→ Stated goal
Reproduce the data below word for word, beginning with the line that contains "For every instance of the grass" and continuing through the last line of the data.

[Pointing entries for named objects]
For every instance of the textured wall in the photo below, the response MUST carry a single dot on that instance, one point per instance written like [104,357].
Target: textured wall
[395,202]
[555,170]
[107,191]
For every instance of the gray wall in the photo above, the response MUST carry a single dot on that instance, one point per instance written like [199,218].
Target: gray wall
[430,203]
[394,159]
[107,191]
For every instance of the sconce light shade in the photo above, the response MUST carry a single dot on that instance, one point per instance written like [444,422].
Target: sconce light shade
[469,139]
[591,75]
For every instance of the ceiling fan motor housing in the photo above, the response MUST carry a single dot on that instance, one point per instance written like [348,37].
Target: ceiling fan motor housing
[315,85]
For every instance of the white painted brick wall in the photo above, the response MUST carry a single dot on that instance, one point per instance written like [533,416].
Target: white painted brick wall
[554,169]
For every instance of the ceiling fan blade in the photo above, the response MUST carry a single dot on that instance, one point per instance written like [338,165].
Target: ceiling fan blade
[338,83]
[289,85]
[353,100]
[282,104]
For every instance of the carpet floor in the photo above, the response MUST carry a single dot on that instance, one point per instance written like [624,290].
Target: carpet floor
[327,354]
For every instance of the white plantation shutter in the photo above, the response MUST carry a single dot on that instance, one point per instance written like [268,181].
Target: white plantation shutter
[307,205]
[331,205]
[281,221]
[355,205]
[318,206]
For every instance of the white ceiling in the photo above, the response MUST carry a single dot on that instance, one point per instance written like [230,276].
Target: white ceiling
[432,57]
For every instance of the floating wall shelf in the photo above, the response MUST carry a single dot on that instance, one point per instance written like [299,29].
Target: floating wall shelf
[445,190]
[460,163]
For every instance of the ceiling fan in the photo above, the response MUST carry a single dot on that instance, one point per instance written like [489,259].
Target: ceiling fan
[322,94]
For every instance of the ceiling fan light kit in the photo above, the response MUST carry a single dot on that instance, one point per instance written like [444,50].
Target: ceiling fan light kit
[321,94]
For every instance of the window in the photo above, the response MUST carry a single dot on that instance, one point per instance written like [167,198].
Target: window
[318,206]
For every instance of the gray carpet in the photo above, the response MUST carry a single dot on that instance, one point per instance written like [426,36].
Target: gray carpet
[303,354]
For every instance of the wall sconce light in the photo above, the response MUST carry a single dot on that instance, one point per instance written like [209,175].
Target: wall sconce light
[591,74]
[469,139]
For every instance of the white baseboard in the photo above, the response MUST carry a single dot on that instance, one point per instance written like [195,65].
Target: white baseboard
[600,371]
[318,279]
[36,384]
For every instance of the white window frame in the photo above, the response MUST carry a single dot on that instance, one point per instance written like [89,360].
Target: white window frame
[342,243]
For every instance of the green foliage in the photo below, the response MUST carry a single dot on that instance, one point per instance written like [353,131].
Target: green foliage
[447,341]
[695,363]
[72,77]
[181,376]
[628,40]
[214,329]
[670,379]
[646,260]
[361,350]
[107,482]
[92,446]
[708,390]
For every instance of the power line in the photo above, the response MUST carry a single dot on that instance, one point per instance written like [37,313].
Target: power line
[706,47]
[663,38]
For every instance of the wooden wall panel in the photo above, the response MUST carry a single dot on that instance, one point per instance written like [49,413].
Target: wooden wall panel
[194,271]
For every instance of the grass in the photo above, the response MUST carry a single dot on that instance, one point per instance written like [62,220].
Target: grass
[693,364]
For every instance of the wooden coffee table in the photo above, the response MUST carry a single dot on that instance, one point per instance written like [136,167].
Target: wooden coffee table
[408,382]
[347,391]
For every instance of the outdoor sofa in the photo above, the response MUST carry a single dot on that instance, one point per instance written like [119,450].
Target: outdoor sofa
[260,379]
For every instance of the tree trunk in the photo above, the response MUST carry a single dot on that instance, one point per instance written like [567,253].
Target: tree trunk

→ Correct result
For every instance of the grass in the photo above, the response MUST carry a single dot on that instance, one point per instance written like [62,220].
Target: grass
[693,364]
For every instance of the wooden coffee table in the photo above, the response MUST carry a single dot on that instance, one point per instance written like [136,167].
Target: wooden coffee table
[408,382]
[347,391]
For every instance of the outdoor sofa in the photo above, the response MUST carry a single dot on that instance, one point per instance written like [119,450].
Target: outdoor sofa
[260,379]
For every instance of the tree trunk in the photo above, the response MUST carry a single dot on that instance, one point per instance written like [567,253].
Target: tree trunk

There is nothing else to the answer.